Print all of the data exactly.

Excerpts of location labeling data
****************

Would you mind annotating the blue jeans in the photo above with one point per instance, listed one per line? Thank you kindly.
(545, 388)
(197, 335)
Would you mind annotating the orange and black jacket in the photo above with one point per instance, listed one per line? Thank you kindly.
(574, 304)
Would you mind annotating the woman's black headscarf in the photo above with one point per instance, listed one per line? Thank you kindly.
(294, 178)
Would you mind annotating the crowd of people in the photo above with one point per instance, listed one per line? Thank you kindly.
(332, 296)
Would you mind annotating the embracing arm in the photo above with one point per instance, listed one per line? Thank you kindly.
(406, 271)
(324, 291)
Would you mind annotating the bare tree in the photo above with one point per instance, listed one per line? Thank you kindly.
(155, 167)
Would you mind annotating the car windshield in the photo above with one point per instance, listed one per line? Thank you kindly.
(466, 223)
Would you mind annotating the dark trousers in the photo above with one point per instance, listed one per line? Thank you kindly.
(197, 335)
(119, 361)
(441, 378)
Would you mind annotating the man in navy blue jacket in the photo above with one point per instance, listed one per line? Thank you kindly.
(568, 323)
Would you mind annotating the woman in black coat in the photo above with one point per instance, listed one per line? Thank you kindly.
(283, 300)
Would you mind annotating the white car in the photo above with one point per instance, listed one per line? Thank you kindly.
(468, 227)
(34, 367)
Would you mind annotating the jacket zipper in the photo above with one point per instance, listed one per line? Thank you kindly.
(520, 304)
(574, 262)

****************

**Exercise output**.
Would you mind annotating the blue jeans in the photo above with one point per instance, listed one per line? Thank you kindly.
(545, 388)
(197, 335)
Would you mind annotating the orange and black jacket in the photo above with one point per instance, listed one per line? Thank you kindly.
(574, 304)
Would you mind annotating the woman's black headscarf in the photo above with one point per instance, listed one per line? Thank you kindly.
(294, 178)
Would you mind annotating the crowd of people in the photo above with one point per instance, listed one per line? Thank you kindly.
(332, 296)
Would you mind annotating the embracing arm in the photo above with one point per instance, listed one per line? Thank you kindly.
(406, 271)
(324, 291)
Would you mind annotating the bare tree in the photo above with one point per instance, listed one per line? Thank you kindly.
(155, 167)
Would you mind annotating the car windshield in the photo above with one point per instance, listed one per line? Thank you kindly.
(466, 223)
Would you mind annotating the dark trousers in the photo above with one point per instance, listed one per line? Thank you kindly.
(197, 335)
(119, 361)
(441, 378)
Would you mind annotating the man in navy blue jacket in the photo above with one point per instance, listed one per line? Thank you kindly.
(568, 323)
Would you mind annotating the woman in black coat in the photo above with one point per instance, listed one per line? Thank you kindly.
(283, 300)
Would you mind annotating the white car in the photo above with one point per instance, listed one per line? Thank you kindly.
(468, 227)
(34, 367)
Would you mind annotating the jacket zipper in the photo above with one point per instance, listed one per line? Thank you kindly.
(520, 304)
(574, 262)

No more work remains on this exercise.